The data:
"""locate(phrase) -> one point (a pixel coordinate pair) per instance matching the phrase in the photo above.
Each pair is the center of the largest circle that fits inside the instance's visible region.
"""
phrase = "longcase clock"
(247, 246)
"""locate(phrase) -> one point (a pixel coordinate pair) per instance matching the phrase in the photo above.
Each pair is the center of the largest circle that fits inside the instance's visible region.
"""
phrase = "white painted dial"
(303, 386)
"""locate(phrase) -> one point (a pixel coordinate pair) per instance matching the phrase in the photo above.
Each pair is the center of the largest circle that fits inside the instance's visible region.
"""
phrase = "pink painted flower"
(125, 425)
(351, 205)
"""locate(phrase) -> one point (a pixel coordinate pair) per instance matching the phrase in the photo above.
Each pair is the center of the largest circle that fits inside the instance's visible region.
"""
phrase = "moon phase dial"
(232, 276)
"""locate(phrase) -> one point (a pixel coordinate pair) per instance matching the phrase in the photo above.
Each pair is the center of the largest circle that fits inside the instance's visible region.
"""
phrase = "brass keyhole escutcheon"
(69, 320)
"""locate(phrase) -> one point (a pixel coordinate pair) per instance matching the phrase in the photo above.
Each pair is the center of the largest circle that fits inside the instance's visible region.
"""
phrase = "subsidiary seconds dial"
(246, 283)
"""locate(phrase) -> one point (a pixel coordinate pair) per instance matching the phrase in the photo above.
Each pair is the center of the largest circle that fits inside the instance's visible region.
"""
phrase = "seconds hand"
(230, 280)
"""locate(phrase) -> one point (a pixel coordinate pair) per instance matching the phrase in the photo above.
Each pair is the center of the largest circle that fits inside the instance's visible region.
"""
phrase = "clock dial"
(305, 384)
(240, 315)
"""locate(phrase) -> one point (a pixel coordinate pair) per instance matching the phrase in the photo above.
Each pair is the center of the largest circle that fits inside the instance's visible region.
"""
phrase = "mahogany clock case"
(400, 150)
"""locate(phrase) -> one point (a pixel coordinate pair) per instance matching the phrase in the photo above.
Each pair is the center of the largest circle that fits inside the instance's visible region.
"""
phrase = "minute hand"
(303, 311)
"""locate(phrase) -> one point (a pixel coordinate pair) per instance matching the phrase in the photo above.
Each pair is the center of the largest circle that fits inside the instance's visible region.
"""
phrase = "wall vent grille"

Task details:
Retype the entries in full. Keep every line identical.

Exercise response:
"""locate(phrase) -> one point (a pixel coordinate pair) per instance matching the phrase in the photo above.
Each pair is the center of the largest circle that fits inside the instance's visible region.
"""
phrase = "longcase clock"
(247, 246)
"""locate(phrase) -> one point (a pixel coordinate pair) per instance matching the phrase in the photo above.
Each pair is the center of the largest circle that fits inside the instance's visible region.
"""
phrase = "white painted dial"
(303, 386)
"""locate(phrase) -> one point (a pixel coordinate pair) per instance matching the phrase in the photo above.
Each pair is the center of the largest circle that fits inside the instance's visible region.
"""
phrase = "pink painted flower"
(125, 425)
(351, 205)
"""locate(phrase) -> one point (a pixel coordinate pair) per instance matching the phrase in the photo above.
Each pair is the center of the largest circle that fits inside the instance's visible region.
"""
phrase = "moon phase dial"
(232, 276)
"""locate(phrase) -> one point (a pixel coordinate pair) per instance matching the phrase in the photo above.
Each pair is the center of the largest circle that fits inside the instance's visible region.
"""
phrase = "brass keyhole escutcheon"
(69, 320)
"""locate(phrase) -> one point (a pixel coordinate pair) per instance matching the phrase in the photo above.
Each pair is the center of the largest circle that fits inside the instance's visible region.
"""
phrase = "subsidiary seconds dial"
(246, 283)
"""locate(phrase) -> one point (a pixel coordinate pair) per instance matching the phrase in the photo above.
Each pair is the center of the largest circle that fits inside the instance's visible region.
"""
phrase = "seconds hand"
(230, 280)
"""locate(phrase) -> one point (a pixel coordinate pair) per instance matching the phrase in the photo above.
Each pair is the center of the largest circle that fits inside the instance's visible region.
"""
phrase = "clock dial"
(305, 384)
(240, 315)
"""locate(phrase) -> one point (a pixel coordinate pair) per instance matching the phrase in the photo above.
Each pair is the center of the largest circle that fits inside the instance's visible region.
"""
phrase = "mahogany clock case"
(400, 150)
"""locate(phrase) -> one point (a pixel coordinate pair) per instance matching the phrase in the photo above.
Each pair is the center of the largest circle that fits inside the instance's visible region.
"""
phrase = "minute hand"
(303, 311)
"""locate(phrase) -> one point (a pixel coordinate pair) per instance matching the phrase in the photo above.
Each pair is the center of the largest circle that fits inside the instance's visible region.
"""
phrase = "wall vent grille"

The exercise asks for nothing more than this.